Your response should be the complete listing, copied exactly.

EXERCISE MATERIAL section start

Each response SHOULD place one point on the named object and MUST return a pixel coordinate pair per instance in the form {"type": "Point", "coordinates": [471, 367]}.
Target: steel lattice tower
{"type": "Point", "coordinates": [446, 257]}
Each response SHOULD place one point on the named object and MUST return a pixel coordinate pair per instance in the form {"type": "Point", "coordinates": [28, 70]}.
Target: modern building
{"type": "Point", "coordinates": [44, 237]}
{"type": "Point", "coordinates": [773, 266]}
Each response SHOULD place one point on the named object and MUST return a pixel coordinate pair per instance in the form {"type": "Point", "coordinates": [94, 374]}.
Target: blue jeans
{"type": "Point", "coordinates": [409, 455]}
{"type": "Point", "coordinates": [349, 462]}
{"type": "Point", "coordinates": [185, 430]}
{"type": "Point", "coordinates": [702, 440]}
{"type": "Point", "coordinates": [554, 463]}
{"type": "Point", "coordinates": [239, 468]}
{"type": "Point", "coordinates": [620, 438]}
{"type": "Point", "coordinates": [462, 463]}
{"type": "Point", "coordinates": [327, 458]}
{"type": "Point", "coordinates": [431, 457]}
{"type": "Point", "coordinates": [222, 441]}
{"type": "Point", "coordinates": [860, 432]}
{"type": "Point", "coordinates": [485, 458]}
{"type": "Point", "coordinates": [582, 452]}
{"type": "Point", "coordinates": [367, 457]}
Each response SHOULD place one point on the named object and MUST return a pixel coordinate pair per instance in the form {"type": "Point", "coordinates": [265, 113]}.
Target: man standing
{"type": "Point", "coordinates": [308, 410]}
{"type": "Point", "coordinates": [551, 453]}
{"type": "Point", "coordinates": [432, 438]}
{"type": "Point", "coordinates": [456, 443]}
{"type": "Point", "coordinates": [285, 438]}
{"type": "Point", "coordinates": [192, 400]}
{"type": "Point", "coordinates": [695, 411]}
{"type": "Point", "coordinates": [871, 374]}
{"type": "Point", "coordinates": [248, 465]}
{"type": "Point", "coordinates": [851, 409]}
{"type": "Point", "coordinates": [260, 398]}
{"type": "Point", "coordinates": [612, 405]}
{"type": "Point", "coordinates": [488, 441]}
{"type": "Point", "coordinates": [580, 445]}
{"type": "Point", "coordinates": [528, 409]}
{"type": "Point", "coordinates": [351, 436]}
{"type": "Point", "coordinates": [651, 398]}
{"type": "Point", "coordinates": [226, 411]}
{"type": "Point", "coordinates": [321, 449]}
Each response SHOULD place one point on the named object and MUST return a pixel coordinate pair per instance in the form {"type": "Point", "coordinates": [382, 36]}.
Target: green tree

EXERCISE MATERIAL section end

ANSWER TO THIS PROBLEM –
Each response SHOULD place one point on the named object and MUST return a pixel coordinate pair per instance in the form {"type": "Point", "coordinates": [471, 367]}.
Target: steel lattice tower
{"type": "Point", "coordinates": [446, 257]}
Each response SHOULD place one point on the named object and MUST return a pixel coordinate pair per instance in the form {"type": "Point", "coordinates": [28, 70]}.
Target: modern building
{"type": "Point", "coordinates": [44, 237]}
{"type": "Point", "coordinates": [773, 266]}
Each response SHOULD place one point on the named object and MUST return a pixel coordinate pair per instance in the form {"type": "Point", "coordinates": [94, 374]}.
Target: blue jeans
{"type": "Point", "coordinates": [409, 455]}
{"type": "Point", "coordinates": [349, 462]}
{"type": "Point", "coordinates": [185, 430]}
{"type": "Point", "coordinates": [702, 440]}
{"type": "Point", "coordinates": [554, 463]}
{"type": "Point", "coordinates": [239, 468]}
{"type": "Point", "coordinates": [620, 438]}
{"type": "Point", "coordinates": [462, 463]}
{"type": "Point", "coordinates": [327, 458]}
{"type": "Point", "coordinates": [431, 457]}
{"type": "Point", "coordinates": [222, 441]}
{"type": "Point", "coordinates": [860, 432]}
{"type": "Point", "coordinates": [485, 458]}
{"type": "Point", "coordinates": [582, 452]}
{"type": "Point", "coordinates": [367, 457]}
Each response SHOULD place one point on the named object and MUST return a pixel coordinate pair per instance in the form {"type": "Point", "coordinates": [265, 113]}.
Target: man standing
{"type": "Point", "coordinates": [308, 410]}
{"type": "Point", "coordinates": [551, 453]}
{"type": "Point", "coordinates": [432, 438]}
{"type": "Point", "coordinates": [456, 443]}
{"type": "Point", "coordinates": [285, 438]}
{"type": "Point", "coordinates": [192, 400]}
{"type": "Point", "coordinates": [695, 411]}
{"type": "Point", "coordinates": [871, 374]}
{"type": "Point", "coordinates": [248, 465]}
{"type": "Point", "coordinates": [851, 409]}
{"type": "Point", "coordinates": [260, 398]}
{"type": "Point", "coordinates": [612, 405]}
{"type": "Point", "coordinates": [488, 441]}
{"type": "Point", "coordinates": [580, 445]}
{"type": "Point", "coordinates": [528, 409]}
{"type": "Point", "coordinates": [351, 436]}
{"type": "Point", "coordinates": [651, 398]}
{"type": "Point", "coordinates": [226, 411]}
{"type": "Point", "coordinates": [321, 449]}
Each response SHOULD place one point on the named object and MUST return a pixel coordinate pair per instance in the form {"type": "Point", "coordinates": [382, 36]}.
Target: green tree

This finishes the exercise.